**List of tasks**
(a) Determine whether each statement below agrees with the plan-tdd skill page, answering yes or no and quoting the deciding words: (i) prepare-runbook.py must be invoked manually after the review; (ii) the skill is recommended when the implementation approach is unclear; (iii) the TDD runbook is written to plans/<feature-name>/runbook.md.
(b) Reproduce the portion of the plan-tdd skill page between "Purpose and Context" and "cycles (X.Y format)", inclusive.

**Exercise passage**
........
AgentSkillsCN

plan-tdd

根据设计文档,以 RED/GREEN/REFACTOR 循环创建 TDD 运行手册。

SKILL.md
--- frontmatter
name: plan-tdd
description: Create TDD runbook with RED/GREEN/REFACTOR cycles from design document
model: sonnet
allowed-tools: Task, Read, Write, Edit, Skill, Bash(mkdir:*, agent-core/bin/prepare-runbook.py, echo:*|pbcopy)
requires:
  - Design document from /design (TDD mode)
  - CLAUDE.md for project conventions (if exists)
outputs:
  - TDD runbook at plans/<feature-name>/runbook.md
  - Ready for prepare-runbook.py processing

/plan-tdd Skill

Create detailed TDD runbooks with RED-GREEN-REFACTOR cycles from design documents. Transforms design into structured execution plans compatible with weak orchestrators and prepare-runbook.py.

Purpose and Context

What This Skill Does

  1. Analyzes design documents to extract requirements and decisions
  2. Decomposes features into atomic behavioral increments
  3. Generates RED-GREEN-REFACTOR cycles for each increment
  4. Creates structured runbook with numbered cycles (X.Y format)
  5. Delegates to clean sonnet agent for comprehensive review
  6. Applies review feedback to ensure completeness and correct test sequencing
  7. Produces output compatible with prepare-runbook.py

When to Use

Use /plan-tdd when:

  • Design specifies TDD mode or strict RED-GREEN-REFACTOR discipline
  • Feature requires atomic verification with test-first approach
  • Working in projects with strong testing culture

Do NOT use when:

  • Design is exploratory or requires iteration
  • Implementation approach is unclear
  • Use /plan-adhoc for general runbooks

Workflow Integration

code
/design (TDD mode) → /plan-tdd → [tdd-plan-reviewer] → [apply fixes] → prepare-runbook.py → /orchestrate

CRITICAL: After runbook generation and review:

  1. If violations found: Apply fixes to runbook
  2. prepare-runbook.py runs automatically (Phase 5 step 5) — no manual invocation needed
  3. Skill auto-commits, hands off, and copies /orchestrate {name} to clipboard

Note: /plan-tdd now includes automatic delegation to tdd-plan-reviewer agent for prescriptive code detection.

Process: Five-Phase Execution (with Review)

Phase 0: Tier Assessment

Objective: Evaluate implementation complexity before proceeding.

Actions:

Analyze the task and produce explicit assessment output:

code
**Tier Assessment:**
- Files affected: ~N
- Open decisions: none / [list]
- Cycles estimated: ~N (rough count from design requirements/phases)
........
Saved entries
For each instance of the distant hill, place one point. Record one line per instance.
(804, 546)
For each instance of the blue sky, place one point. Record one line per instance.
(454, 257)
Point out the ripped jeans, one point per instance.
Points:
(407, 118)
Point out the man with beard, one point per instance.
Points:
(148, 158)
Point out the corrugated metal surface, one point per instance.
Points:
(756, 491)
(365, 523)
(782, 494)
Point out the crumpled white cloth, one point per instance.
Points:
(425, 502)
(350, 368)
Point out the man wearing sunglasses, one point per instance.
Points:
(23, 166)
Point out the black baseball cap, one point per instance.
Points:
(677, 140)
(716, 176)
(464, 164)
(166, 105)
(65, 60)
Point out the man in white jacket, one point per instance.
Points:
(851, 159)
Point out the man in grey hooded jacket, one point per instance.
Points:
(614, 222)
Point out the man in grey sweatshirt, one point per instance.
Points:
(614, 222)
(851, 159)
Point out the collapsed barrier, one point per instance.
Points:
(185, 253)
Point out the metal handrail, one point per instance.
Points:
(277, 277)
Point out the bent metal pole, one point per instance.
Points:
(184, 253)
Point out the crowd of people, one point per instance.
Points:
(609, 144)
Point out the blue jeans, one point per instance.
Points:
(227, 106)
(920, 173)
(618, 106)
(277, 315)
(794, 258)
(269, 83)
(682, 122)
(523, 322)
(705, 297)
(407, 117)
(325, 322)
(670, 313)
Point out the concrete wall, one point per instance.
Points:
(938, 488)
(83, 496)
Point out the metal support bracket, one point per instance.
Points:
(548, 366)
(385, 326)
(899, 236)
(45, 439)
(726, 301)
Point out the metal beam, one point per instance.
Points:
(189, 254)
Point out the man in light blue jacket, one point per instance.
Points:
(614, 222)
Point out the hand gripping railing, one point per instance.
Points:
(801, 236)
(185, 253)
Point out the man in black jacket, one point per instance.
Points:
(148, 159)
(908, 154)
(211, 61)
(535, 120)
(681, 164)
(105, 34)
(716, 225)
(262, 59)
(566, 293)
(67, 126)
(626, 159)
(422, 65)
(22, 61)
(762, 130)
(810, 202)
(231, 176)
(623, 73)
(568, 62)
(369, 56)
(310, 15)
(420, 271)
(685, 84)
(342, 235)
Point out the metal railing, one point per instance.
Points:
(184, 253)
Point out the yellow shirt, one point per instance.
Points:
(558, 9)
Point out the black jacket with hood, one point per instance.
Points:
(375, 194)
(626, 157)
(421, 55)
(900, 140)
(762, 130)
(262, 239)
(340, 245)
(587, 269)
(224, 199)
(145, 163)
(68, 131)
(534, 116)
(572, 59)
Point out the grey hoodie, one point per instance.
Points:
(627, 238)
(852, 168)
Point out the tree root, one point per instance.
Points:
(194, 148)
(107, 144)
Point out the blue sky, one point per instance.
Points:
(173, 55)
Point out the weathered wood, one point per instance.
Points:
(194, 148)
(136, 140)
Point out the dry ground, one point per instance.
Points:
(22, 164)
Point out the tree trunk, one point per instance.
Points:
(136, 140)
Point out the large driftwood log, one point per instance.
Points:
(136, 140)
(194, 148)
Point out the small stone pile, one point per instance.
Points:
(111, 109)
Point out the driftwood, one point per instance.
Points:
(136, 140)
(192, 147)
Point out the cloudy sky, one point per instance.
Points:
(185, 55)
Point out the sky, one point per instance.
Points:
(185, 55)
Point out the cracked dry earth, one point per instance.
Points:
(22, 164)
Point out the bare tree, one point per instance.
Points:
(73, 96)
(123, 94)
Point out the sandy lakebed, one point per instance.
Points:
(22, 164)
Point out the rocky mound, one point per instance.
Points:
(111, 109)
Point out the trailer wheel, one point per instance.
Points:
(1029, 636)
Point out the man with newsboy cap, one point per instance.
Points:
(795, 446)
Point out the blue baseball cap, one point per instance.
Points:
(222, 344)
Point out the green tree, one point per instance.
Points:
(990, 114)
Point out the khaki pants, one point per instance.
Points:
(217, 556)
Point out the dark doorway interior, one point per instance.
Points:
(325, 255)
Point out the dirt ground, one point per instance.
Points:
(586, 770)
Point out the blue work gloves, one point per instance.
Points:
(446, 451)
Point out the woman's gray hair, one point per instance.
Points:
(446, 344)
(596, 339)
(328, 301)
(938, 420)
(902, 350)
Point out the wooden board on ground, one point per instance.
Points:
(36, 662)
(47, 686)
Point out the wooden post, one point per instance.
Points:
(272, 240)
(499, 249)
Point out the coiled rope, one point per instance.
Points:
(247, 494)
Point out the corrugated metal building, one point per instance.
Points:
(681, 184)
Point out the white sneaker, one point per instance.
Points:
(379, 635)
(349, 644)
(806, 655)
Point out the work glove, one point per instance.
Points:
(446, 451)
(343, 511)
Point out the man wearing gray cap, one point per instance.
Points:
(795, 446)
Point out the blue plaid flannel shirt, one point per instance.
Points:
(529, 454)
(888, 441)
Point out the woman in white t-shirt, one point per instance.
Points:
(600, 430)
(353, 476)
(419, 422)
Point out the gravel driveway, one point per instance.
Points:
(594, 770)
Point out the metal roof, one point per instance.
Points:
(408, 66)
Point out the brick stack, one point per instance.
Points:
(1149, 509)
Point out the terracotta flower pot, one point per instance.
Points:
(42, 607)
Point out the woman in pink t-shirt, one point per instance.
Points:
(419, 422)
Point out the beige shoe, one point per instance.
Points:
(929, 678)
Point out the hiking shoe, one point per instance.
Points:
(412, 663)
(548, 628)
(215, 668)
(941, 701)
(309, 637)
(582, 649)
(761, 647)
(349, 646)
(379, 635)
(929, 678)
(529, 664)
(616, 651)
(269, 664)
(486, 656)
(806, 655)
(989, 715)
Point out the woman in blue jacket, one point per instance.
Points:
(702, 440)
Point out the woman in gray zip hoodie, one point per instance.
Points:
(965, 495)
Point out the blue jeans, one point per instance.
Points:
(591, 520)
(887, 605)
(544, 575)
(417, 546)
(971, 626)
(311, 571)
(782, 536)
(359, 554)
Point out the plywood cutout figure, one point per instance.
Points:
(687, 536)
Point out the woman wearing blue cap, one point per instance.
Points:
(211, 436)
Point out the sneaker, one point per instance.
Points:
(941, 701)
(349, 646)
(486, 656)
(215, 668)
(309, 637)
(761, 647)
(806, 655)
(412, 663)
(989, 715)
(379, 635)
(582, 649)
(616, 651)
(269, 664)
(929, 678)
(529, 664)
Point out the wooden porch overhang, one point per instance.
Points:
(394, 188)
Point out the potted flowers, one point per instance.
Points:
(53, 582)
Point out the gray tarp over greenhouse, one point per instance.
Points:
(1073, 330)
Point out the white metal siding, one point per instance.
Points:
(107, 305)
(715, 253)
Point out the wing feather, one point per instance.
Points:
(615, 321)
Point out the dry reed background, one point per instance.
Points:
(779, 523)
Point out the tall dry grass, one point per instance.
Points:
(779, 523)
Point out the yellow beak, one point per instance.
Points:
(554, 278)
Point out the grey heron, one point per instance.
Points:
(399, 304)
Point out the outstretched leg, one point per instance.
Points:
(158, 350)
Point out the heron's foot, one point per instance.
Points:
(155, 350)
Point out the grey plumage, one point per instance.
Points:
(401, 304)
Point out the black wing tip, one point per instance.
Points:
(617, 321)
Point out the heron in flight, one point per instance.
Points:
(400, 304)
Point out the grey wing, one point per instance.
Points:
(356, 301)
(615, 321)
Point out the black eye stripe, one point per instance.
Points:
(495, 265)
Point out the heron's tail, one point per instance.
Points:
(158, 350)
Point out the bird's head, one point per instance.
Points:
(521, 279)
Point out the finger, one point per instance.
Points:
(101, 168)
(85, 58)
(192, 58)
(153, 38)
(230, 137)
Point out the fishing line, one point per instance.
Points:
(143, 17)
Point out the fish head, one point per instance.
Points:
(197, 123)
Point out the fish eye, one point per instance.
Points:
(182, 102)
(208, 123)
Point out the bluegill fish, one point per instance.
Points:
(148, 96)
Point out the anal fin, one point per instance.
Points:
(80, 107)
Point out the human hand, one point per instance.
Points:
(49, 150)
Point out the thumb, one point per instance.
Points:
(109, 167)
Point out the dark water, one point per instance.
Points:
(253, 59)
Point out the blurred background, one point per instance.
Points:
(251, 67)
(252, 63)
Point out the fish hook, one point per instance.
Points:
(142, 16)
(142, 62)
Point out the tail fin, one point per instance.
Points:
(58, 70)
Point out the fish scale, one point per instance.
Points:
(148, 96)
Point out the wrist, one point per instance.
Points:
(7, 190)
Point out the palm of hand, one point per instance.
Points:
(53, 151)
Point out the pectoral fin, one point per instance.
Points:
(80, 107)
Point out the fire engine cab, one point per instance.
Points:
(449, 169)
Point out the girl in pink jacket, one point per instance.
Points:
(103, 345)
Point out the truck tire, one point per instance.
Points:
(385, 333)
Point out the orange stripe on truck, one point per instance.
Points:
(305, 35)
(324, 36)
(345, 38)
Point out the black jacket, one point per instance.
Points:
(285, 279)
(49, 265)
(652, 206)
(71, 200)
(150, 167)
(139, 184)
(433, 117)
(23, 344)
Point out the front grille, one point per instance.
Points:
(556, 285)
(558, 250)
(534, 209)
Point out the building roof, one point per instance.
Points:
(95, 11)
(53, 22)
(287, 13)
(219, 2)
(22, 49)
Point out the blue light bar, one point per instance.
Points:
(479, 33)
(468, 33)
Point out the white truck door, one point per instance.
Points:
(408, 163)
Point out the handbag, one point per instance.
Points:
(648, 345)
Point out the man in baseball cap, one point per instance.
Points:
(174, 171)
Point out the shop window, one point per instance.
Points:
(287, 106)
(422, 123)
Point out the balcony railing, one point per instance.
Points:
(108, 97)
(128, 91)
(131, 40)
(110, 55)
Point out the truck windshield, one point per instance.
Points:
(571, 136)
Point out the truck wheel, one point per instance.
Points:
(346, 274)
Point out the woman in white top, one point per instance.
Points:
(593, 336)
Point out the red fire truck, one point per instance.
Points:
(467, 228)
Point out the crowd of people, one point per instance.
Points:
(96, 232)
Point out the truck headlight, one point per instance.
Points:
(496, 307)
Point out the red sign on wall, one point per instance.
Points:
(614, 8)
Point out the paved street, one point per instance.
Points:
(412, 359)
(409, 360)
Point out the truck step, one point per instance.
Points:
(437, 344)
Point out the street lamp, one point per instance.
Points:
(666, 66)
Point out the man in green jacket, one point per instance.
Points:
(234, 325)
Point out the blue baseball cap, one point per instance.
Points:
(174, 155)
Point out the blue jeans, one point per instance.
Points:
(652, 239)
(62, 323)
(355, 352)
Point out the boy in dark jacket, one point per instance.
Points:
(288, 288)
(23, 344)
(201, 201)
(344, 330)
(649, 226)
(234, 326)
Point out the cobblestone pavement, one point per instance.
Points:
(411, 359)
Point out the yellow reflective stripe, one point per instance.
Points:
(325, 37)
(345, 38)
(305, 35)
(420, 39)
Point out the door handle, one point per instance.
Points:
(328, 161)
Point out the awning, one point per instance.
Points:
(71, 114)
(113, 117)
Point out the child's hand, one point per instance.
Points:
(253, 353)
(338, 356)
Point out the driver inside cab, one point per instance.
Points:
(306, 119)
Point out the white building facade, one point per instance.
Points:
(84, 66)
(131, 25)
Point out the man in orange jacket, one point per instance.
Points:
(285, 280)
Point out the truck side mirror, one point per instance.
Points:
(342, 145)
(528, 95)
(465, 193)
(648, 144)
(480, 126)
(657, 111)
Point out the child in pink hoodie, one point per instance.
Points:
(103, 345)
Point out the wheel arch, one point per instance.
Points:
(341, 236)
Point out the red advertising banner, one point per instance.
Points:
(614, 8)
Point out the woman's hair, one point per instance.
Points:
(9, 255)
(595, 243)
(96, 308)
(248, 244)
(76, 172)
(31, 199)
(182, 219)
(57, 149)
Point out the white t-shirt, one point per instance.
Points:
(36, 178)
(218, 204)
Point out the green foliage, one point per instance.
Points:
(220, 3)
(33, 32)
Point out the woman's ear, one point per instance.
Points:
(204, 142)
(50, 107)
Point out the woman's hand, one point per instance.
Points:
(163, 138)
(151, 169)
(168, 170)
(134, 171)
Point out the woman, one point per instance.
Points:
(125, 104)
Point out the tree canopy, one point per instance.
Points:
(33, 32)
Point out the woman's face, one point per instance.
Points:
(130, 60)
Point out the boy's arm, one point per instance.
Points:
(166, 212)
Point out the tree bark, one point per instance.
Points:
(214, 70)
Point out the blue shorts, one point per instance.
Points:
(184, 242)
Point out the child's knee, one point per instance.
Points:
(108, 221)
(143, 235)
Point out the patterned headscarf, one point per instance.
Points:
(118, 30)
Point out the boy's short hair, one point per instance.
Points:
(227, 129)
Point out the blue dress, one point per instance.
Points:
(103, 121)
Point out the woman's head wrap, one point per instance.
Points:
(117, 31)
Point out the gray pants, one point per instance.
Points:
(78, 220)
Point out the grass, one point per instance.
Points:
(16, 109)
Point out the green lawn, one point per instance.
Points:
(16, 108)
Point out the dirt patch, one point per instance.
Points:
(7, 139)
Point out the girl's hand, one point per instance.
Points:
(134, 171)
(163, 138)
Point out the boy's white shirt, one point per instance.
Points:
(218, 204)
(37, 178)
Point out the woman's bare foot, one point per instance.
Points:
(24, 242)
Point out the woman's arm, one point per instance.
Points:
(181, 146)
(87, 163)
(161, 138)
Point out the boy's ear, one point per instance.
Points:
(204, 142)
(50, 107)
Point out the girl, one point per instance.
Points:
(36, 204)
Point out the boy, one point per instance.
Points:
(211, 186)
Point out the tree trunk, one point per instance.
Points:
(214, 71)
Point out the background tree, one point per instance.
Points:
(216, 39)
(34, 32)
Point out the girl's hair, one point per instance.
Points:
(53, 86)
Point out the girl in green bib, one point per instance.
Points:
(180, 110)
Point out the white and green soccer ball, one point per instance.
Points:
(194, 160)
........
**Results for the exercise**
(a)
(i) No: "prepare-runbook.py runs automatically (Phase 5 step 5) — no manual invocation needed"
(ii) No: "Do NOT use when:" is followed by "Implementation approach is unclear"
(iii) Yes: "TDD runbook at plans/<feature-name>/runbook.md"

(b)
Purpose and Context

What This Skill Does

  1. Analyzes design documents to extract requirements and decisions
  2. Decomposes features into atomic behavioral increments
  3. Generates RED-GREEN-REFACTOR cycles for each increment
  4. Creates structured runbook with numbered cycles (X.Y format)